• Task details: Copy each line of the entries below that contains the string "metal".

• Available records:
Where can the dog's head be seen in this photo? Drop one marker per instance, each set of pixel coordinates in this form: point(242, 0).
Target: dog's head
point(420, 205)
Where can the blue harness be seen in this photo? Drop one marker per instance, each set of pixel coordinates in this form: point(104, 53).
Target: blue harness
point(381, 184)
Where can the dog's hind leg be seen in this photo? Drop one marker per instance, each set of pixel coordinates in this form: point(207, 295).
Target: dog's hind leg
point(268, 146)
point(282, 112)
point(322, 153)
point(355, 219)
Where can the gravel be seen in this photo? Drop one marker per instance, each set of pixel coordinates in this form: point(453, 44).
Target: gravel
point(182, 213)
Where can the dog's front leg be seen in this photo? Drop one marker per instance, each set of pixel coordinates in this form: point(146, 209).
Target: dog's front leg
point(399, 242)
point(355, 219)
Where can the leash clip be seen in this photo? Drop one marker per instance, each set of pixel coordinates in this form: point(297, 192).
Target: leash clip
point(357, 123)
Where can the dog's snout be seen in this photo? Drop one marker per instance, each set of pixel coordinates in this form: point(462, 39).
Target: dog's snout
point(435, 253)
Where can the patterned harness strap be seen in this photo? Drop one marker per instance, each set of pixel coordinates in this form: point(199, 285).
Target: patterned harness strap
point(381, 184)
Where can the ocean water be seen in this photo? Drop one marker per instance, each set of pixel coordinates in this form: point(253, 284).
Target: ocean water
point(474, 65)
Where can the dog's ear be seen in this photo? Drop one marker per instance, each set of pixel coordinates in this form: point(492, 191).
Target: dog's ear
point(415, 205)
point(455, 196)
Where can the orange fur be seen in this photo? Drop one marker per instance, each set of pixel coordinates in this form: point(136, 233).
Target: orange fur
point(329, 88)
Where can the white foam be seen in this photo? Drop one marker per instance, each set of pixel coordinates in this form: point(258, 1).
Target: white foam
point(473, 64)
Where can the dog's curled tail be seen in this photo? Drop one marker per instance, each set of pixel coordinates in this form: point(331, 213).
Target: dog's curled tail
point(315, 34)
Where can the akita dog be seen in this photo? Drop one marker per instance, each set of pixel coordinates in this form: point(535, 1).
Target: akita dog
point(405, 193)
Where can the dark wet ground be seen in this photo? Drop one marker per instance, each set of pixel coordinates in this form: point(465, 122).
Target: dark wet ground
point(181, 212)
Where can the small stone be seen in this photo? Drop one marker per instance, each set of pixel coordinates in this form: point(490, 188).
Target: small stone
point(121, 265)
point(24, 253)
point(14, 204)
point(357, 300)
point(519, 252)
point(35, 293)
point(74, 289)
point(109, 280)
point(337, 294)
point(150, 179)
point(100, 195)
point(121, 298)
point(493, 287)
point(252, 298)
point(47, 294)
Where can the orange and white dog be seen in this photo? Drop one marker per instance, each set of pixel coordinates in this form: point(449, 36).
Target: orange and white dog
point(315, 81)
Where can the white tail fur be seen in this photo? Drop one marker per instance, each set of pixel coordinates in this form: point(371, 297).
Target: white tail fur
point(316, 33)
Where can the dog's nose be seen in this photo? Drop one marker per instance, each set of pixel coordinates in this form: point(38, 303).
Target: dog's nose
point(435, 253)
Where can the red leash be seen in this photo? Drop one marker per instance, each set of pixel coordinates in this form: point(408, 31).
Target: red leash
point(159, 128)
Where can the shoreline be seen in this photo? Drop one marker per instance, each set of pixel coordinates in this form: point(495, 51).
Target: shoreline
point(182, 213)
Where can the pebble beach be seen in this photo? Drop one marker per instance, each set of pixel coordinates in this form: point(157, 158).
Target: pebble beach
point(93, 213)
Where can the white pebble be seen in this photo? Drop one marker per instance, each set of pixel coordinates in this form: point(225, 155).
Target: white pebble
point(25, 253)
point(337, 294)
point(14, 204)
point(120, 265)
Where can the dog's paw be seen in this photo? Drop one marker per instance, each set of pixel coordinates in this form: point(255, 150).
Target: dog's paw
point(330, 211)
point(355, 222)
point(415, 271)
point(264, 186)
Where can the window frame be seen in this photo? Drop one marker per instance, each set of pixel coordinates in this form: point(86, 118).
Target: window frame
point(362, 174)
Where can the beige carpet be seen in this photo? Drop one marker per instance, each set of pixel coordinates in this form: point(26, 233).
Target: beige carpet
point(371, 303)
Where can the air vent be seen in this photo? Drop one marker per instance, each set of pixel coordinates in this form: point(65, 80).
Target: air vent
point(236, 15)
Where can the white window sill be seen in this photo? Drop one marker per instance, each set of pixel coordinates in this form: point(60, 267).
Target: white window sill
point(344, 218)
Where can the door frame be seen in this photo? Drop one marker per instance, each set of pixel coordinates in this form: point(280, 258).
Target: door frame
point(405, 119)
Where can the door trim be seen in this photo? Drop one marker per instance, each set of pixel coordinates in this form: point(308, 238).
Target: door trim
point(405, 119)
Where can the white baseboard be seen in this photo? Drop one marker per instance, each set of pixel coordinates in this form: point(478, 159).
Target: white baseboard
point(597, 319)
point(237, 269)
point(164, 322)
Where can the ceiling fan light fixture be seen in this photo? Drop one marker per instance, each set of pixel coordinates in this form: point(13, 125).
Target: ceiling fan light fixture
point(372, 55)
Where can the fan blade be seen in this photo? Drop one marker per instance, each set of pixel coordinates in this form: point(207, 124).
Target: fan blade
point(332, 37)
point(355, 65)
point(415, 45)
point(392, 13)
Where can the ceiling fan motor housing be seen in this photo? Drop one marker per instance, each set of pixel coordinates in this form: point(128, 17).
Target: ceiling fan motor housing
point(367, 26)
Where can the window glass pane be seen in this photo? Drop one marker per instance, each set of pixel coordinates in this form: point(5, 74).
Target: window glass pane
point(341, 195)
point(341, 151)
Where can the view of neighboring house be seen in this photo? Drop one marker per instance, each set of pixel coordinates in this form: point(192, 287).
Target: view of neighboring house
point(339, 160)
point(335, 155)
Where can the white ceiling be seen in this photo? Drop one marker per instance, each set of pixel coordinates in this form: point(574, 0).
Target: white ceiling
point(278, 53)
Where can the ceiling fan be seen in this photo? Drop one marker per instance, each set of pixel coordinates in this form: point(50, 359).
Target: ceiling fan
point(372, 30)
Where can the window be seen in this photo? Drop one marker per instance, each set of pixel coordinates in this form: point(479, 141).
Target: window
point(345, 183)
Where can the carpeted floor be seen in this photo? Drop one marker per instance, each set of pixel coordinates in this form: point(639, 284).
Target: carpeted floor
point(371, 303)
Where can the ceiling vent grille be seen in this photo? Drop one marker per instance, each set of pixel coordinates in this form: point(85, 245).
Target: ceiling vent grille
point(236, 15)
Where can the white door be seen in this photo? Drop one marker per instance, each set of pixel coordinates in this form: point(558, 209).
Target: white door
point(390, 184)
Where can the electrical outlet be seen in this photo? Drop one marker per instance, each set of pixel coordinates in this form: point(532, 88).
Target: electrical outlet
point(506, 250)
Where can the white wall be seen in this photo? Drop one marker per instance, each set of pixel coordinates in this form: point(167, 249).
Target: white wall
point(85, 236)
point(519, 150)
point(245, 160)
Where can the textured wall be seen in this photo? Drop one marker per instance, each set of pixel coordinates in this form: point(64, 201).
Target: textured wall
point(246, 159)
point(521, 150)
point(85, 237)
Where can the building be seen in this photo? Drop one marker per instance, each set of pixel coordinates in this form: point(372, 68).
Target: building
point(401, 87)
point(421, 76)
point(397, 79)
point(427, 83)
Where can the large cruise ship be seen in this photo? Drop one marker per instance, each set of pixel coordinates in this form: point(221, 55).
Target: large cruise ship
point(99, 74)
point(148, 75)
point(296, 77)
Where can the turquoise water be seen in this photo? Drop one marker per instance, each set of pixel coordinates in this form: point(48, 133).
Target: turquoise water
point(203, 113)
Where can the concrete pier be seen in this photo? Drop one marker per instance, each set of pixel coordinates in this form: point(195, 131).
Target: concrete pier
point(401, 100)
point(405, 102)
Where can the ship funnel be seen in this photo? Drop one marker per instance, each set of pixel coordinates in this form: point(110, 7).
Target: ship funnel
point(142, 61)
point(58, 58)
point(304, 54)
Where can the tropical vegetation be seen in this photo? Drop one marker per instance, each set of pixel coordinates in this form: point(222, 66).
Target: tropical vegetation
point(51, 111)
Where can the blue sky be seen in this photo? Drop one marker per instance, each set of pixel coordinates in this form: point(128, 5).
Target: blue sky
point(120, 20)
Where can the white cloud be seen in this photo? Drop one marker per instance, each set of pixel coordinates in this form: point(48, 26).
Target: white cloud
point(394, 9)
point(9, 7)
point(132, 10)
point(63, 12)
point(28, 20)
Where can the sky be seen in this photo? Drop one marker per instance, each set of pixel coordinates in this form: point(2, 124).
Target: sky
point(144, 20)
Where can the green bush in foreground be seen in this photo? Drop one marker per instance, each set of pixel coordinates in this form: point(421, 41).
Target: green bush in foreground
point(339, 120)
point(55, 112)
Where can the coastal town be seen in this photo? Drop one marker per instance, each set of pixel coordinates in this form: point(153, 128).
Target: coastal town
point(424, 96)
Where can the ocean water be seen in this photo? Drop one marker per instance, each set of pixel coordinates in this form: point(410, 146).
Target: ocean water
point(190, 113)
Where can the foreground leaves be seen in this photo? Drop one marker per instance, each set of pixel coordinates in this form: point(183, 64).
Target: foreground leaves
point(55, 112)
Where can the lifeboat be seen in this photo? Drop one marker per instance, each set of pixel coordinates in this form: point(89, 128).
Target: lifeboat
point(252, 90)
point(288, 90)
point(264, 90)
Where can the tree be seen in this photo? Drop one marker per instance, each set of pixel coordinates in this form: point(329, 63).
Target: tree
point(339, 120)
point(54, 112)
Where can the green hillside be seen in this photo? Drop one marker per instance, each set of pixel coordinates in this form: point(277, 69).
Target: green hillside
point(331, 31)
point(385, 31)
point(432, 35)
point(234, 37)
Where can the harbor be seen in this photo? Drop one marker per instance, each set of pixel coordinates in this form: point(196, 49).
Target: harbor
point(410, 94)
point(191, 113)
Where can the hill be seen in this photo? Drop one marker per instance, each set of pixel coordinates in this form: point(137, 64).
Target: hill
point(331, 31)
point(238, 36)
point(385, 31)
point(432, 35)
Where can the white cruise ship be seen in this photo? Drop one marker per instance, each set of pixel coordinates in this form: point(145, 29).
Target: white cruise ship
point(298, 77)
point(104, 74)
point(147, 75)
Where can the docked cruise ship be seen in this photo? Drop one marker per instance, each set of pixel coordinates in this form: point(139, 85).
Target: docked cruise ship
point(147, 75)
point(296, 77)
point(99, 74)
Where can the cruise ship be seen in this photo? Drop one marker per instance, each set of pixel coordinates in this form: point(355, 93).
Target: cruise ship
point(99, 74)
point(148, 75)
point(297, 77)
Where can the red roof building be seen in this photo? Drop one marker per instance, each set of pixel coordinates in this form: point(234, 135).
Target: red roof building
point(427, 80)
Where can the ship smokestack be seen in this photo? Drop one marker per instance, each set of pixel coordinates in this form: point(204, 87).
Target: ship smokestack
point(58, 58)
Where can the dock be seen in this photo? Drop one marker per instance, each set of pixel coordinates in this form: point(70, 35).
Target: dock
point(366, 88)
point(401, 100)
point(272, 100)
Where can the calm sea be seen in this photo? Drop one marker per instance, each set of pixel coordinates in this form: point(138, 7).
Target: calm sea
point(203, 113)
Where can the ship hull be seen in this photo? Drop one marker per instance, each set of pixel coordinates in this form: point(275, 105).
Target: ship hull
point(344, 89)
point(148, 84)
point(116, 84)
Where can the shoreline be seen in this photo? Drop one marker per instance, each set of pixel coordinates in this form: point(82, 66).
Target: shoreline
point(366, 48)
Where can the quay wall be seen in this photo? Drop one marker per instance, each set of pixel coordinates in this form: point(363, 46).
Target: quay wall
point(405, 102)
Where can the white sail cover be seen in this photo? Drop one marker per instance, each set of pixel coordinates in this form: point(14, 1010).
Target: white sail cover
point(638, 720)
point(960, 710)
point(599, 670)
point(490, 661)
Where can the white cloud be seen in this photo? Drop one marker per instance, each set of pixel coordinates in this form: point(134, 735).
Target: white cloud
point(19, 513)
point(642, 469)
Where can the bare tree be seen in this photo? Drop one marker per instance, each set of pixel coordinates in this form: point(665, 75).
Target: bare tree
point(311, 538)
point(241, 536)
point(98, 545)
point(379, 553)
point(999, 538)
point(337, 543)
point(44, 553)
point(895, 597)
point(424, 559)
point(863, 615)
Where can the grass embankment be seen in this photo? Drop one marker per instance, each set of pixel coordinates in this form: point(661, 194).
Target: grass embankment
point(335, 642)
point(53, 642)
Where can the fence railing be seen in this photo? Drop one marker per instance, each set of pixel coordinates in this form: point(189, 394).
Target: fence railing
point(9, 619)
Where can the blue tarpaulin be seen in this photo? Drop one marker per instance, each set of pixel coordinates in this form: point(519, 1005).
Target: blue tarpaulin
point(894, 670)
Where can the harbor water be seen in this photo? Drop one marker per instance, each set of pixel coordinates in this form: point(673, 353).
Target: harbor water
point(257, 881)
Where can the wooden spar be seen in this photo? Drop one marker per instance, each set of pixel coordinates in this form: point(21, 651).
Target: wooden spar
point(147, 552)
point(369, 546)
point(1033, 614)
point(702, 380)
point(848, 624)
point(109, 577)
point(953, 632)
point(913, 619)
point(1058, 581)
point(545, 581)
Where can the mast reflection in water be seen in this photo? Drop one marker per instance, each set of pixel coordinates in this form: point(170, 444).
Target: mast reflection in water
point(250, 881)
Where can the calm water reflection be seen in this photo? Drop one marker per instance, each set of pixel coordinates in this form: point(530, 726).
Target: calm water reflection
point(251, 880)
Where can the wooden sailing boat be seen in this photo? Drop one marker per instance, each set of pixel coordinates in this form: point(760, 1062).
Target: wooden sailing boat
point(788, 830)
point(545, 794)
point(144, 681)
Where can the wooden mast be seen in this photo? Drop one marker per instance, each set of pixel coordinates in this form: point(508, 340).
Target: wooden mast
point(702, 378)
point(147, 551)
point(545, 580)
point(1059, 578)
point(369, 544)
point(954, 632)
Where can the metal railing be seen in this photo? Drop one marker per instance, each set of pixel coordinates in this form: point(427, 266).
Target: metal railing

• Solution for this exercise:
Where can the metal railing be seen in this photo? Drop one marker per instance, each set of pixel coordinates in this form: point(427, 266).
Target: metal railing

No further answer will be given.